I feel sick but can’t take my eyes off of the gazelle. Jonathan holds up the head with its light brown coat and black markings. Even the horns are intact. Only the hollow eyes tell you it’s dead. That and the skin of the neck hanging loose around the spine. It looks like two animals: the body eaten to nothing but bones and the head a fresh kill.

Jonathan starts hacking at the spinal column at the base of the head with the machete.

Thud. Thud. Thud.

“Ew. That’s disgusting,” says Clare. We both stand up and turn around. There is another jeep pulling up behind us. This is the big event on the game drive today. I wave and saw my hand over my neck pointing at the activity on the ground behind me.

It seems to take a long time to cut the head away from the bones that are left of the gazelle.

Thud. Thud. Thud.

Pamela takes an empty box from the back of the jeep and Jonathan places the freed head into the box.

“You can’t put that in here,” says Clare.

“Ok,” says Pamela cheerfully. “We’ll put it in their jeep” and walks to the Range Rover behind ours and puts the box under the back seat.

**Exercise data**
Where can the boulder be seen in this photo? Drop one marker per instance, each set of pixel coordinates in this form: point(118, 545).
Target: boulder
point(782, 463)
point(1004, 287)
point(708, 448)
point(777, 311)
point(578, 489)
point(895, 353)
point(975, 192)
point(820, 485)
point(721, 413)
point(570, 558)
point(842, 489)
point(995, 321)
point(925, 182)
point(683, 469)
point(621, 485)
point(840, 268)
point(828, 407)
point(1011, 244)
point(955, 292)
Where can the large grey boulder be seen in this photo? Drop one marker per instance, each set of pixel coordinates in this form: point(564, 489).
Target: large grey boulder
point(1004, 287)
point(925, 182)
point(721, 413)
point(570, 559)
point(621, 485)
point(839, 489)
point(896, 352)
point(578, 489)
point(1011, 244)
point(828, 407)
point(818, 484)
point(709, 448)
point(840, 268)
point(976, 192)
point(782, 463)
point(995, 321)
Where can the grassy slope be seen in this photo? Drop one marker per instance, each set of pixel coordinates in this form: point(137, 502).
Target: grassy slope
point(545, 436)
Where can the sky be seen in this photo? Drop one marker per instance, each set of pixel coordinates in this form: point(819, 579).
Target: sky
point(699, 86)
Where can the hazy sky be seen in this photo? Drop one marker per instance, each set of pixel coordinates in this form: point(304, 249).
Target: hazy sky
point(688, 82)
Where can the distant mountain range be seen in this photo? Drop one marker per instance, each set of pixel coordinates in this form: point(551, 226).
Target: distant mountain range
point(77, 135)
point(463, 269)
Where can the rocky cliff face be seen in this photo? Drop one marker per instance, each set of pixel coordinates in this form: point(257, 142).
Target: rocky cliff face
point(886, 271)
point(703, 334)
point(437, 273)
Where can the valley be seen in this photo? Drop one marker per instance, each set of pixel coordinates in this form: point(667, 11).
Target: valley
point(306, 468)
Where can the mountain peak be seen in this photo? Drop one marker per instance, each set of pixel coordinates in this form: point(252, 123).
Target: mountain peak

**To do**
A) Do these statements agree with the gazelle passage? For each, answer yes or no and quote the deciding words: (i) Jonathan uses a machete on the gazelle; (ii) the gazelle's horns are broken; (iii) the box holding the head ends up in the narrator's own jeep.
B) Can you copy, word for word, everything in the gazelle passage from "I feel sick" down to "with the machete."?

**Solutions to each task**
A)
(i) Yes: "Jonathan starts hacking at the spinal column at the base of the head with the machete."
(ii) No: "Even the horns are intact."
(iii) No: "walks to the Range Rover behind ours and puts the box under the back seat."

B)
I feel sick but can’t take my eyes off of the gazelle. Jonathan holds up the head with its light brown coat and black markings. Even the horns are intact. Only the hollow eyes tell you it’s dead. That and the skin of the neck hanging loose around the spine. It looks like two animals: the body eaten to nothing but bones and the head a fresh kill.

Jonathan starts hacking at the spinal column at the base of the head with the machete.